PROBLEM DESCRIPTION ▸
Quote the lines from the line holding "For the trial run, indicate each instance of the porous" to the very end of the listing, exactly, and no others.

Source records
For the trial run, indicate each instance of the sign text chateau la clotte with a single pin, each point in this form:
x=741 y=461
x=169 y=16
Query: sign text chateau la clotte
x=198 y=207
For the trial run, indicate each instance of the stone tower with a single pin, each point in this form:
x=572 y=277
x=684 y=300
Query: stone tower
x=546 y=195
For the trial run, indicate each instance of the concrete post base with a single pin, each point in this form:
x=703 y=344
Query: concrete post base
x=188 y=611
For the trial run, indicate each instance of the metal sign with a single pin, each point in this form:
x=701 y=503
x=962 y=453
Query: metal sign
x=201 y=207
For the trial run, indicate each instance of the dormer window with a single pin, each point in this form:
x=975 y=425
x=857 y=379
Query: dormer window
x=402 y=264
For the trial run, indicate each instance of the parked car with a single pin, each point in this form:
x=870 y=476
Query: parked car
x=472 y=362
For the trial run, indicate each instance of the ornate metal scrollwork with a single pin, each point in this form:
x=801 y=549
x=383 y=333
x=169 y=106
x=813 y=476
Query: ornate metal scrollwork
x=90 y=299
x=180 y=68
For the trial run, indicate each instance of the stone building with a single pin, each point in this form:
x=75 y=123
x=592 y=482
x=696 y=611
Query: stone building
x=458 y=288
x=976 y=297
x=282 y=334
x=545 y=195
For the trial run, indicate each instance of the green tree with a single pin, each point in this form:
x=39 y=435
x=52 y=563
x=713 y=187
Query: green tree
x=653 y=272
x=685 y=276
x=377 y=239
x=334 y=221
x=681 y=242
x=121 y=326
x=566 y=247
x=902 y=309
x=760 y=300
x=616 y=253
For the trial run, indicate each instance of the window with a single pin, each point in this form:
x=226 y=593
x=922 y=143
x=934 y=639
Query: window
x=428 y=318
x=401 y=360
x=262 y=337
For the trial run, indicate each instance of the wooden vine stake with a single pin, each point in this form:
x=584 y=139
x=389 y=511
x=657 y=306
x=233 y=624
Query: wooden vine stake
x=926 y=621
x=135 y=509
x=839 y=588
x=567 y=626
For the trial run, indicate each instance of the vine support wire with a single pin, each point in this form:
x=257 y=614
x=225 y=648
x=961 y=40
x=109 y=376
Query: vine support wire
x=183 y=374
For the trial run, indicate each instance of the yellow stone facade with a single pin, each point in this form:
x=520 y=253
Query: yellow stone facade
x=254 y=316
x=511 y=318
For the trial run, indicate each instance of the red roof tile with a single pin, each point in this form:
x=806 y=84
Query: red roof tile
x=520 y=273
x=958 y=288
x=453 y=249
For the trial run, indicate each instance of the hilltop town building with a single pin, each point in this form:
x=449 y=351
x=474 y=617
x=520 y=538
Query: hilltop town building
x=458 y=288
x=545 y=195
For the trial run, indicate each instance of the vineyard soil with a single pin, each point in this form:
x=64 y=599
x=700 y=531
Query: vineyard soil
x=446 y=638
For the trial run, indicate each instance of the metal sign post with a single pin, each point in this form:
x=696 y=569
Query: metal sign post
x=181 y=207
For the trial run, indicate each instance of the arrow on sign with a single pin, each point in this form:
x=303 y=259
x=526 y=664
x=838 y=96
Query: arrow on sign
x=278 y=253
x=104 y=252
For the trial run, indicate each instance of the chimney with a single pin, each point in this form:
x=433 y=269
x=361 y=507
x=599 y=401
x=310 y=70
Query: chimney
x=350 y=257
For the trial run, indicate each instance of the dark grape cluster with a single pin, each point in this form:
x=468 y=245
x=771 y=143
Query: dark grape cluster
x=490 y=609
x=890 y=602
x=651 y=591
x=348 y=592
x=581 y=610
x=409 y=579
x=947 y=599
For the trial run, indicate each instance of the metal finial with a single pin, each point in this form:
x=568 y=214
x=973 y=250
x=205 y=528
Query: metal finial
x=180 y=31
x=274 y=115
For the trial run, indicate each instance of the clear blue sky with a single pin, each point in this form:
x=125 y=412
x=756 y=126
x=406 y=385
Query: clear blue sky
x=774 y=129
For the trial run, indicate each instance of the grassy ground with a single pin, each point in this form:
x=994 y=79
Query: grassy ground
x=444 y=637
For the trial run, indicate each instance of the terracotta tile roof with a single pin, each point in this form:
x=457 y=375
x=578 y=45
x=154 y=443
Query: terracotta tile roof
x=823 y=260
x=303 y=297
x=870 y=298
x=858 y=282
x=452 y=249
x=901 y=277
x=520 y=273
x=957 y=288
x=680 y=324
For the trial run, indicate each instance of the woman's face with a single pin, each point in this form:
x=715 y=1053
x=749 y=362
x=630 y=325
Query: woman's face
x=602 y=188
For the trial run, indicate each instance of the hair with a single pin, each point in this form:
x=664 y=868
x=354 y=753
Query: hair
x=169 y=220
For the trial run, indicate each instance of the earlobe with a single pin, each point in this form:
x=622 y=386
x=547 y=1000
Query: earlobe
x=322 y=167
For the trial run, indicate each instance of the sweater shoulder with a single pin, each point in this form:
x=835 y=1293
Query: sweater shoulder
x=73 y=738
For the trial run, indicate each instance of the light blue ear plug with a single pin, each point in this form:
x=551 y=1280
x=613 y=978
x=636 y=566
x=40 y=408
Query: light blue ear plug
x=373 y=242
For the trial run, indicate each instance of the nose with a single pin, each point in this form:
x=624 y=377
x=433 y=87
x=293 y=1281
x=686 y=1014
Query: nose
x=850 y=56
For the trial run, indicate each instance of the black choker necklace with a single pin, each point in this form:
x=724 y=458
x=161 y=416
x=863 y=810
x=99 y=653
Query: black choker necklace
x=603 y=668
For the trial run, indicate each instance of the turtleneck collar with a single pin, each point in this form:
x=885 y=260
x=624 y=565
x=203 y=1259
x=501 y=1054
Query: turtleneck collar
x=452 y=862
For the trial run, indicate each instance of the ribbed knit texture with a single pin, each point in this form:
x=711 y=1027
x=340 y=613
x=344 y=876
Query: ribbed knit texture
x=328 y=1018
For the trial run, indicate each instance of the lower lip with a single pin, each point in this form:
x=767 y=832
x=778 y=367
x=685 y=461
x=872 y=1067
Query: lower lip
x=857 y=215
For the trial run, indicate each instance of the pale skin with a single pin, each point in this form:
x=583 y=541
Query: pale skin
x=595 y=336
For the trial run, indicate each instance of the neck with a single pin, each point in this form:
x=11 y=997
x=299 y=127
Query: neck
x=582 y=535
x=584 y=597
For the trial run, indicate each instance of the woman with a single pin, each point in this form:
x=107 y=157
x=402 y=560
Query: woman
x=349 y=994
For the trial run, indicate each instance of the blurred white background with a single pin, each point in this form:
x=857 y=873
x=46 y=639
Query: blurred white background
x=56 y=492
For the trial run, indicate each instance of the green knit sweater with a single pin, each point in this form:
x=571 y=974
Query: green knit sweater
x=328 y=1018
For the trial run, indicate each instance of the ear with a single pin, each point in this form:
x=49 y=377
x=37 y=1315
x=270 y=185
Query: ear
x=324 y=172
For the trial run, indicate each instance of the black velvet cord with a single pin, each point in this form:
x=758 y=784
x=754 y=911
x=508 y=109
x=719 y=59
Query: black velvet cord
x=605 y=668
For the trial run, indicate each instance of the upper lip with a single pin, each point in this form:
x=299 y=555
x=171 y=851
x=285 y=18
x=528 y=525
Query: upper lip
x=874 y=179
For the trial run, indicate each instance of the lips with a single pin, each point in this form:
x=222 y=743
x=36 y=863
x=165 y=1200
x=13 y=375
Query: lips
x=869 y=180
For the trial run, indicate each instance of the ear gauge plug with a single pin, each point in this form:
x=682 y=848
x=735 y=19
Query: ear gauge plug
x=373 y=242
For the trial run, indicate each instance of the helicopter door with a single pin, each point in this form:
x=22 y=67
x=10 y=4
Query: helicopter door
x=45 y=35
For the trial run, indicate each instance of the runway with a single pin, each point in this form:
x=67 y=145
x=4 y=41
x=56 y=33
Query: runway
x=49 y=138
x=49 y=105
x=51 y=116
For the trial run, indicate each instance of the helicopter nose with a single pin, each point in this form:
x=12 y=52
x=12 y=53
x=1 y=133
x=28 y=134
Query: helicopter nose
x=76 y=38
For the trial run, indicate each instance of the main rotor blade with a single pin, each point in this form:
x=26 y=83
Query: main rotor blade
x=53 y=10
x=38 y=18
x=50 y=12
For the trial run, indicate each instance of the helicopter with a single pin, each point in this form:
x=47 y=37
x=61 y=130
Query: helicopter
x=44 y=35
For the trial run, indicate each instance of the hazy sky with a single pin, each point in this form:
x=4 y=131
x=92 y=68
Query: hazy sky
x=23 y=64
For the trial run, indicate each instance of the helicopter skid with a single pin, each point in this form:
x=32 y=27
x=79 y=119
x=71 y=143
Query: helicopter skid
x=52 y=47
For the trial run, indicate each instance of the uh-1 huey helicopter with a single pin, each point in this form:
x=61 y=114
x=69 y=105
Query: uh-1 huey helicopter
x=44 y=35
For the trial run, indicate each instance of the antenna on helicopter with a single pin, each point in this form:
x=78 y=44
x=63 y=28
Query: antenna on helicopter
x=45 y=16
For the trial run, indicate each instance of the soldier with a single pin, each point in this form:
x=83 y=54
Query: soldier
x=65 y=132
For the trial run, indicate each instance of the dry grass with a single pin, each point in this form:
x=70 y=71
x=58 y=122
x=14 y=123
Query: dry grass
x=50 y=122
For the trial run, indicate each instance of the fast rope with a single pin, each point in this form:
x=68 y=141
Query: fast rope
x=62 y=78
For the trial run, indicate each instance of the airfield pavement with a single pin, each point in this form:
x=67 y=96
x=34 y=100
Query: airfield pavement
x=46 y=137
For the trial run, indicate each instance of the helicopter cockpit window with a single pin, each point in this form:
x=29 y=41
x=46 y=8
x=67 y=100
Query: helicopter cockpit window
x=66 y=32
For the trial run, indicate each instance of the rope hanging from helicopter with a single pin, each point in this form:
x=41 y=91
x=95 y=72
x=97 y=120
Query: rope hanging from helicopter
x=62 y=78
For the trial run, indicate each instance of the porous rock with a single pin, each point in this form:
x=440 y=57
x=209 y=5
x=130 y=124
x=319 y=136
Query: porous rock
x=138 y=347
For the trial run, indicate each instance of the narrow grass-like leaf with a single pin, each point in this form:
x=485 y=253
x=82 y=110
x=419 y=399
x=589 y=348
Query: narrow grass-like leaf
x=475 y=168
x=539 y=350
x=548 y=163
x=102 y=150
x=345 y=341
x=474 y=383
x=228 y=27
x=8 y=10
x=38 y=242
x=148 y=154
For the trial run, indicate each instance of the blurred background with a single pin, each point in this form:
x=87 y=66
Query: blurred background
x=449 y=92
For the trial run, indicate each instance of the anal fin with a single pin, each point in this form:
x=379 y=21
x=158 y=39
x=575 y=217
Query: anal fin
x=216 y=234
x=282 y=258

THE COMPLETED TASK ▸
For the trial run, indicate each instance of the porous rock with a single pin, each point in this form:
x=440 y=57
x=209 y=5
x=130 y=124
x=319 y=136
Query: porous rock
x=138 y=347
For the trial run, indicate each instance of the narrow grass-like leaf with a single pin, each point in this form:
x=485 y=253
x=82 y=110
x=419 y=399
x=589 y=348
Query: narrow grass-like leaf
x=475 y=168
x=539 y=350
x=548 y=163
x=102 y=150
x=345 y=341
x=474 y=383
x=228 y=27
x=8 y=10
x=38 y=242
x=148 y=154
For the trial run, indicate each instance of the blurred background with a single pin, each point in this form:
x=87 y=66
Query: blurred background
x=449 y=92
For the trial run, indicate each instance of the anal fin with a single pin, each point in this form:
x=379 y=21
x=158 y=39
x=575 y=217
Query: anal fin
x=216 y=234
x=282 y=258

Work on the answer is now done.